Exercise directions
Go through the records below and copy out every line that contains the word "drainpipe".

Saved entries
- - -

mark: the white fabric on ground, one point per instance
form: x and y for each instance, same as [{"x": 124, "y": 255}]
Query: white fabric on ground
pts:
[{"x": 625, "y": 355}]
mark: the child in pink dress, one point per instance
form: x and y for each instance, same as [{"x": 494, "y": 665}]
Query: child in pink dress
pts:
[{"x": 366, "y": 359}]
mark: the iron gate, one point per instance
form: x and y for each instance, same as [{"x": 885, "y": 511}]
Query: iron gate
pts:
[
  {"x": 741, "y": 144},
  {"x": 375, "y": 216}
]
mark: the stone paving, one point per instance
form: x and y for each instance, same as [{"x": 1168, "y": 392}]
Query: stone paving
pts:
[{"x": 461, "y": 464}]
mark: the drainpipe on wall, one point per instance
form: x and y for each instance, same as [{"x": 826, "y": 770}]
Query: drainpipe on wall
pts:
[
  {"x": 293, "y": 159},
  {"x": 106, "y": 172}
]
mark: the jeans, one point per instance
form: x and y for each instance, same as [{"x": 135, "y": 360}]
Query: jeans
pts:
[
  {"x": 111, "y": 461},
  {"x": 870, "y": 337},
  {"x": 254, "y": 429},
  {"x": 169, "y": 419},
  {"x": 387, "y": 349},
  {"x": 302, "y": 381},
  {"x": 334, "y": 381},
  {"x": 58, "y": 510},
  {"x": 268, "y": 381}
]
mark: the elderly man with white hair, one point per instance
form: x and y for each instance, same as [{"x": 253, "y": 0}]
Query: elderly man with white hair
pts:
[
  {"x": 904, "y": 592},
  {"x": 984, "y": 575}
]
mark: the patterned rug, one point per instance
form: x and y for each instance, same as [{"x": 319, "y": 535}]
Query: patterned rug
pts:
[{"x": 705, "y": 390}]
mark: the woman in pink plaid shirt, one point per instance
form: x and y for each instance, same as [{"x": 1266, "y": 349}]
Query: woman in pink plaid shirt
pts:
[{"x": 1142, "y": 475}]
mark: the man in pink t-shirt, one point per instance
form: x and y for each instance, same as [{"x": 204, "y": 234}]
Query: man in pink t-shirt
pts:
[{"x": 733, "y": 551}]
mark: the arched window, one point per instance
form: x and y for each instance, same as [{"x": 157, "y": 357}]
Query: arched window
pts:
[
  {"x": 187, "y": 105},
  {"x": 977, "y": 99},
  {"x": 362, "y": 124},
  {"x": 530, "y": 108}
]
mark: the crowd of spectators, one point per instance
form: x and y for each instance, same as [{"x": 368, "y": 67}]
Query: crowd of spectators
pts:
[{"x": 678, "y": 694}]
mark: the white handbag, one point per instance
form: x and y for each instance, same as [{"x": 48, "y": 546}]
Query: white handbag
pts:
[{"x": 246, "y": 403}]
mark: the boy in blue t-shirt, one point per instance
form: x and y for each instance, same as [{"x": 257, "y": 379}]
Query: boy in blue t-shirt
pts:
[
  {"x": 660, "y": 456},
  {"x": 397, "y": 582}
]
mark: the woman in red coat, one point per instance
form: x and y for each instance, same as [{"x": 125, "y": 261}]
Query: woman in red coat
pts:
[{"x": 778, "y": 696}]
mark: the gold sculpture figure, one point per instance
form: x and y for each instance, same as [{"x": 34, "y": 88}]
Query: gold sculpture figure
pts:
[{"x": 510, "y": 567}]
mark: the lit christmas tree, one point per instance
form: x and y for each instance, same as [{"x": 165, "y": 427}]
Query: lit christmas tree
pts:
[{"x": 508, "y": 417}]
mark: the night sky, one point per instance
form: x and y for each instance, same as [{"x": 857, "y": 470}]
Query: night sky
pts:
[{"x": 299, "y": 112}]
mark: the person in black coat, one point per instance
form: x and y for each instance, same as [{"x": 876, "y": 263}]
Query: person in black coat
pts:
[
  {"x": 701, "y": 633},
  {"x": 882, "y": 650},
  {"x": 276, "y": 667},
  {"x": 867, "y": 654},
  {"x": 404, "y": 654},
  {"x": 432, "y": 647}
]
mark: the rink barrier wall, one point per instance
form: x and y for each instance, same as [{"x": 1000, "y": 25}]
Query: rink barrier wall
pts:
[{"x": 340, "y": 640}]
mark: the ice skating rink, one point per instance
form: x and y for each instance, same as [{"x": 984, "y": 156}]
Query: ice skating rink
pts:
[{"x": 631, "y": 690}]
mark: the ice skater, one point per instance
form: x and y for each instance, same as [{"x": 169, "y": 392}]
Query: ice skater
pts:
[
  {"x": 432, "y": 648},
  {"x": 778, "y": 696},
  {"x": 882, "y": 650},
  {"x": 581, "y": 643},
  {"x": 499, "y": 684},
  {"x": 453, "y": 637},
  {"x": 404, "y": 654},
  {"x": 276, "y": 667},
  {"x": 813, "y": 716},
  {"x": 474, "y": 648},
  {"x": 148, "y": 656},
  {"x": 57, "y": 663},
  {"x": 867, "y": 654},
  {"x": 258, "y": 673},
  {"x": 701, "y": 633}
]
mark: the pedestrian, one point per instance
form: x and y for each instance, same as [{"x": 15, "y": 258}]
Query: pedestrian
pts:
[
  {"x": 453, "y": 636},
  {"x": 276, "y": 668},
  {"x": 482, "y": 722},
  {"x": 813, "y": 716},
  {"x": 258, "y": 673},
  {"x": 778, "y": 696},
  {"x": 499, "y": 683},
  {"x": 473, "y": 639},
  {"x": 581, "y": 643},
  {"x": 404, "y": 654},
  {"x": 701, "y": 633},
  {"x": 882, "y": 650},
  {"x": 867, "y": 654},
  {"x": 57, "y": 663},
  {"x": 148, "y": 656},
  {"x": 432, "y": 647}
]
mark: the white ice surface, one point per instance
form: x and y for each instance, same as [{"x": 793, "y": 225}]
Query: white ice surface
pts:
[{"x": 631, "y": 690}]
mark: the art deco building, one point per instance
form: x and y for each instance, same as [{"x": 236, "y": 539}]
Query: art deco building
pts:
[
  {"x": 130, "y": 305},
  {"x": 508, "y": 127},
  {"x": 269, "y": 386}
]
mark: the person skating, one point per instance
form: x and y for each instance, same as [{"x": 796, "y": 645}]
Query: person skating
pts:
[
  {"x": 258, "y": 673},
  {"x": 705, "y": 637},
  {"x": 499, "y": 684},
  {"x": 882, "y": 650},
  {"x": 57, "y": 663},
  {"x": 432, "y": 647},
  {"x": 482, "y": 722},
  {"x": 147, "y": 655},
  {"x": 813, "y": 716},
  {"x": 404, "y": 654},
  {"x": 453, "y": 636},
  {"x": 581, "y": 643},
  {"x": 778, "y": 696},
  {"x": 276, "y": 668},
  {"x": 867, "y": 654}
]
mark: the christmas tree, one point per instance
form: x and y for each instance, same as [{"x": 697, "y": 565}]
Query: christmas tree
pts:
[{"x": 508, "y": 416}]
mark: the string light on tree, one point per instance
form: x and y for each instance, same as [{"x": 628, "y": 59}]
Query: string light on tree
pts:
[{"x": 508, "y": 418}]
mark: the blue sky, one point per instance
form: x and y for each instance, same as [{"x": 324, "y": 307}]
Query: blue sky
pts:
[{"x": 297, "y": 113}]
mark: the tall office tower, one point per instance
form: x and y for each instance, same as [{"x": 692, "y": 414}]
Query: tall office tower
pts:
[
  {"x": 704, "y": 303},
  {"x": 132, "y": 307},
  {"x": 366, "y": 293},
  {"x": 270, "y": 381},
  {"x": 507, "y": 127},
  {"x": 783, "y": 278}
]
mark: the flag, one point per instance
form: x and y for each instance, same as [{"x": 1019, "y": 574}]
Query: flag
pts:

- - -

Response to the exercise
mark: the drainpipe on wall, one point per instance
Query: drainpipe on wall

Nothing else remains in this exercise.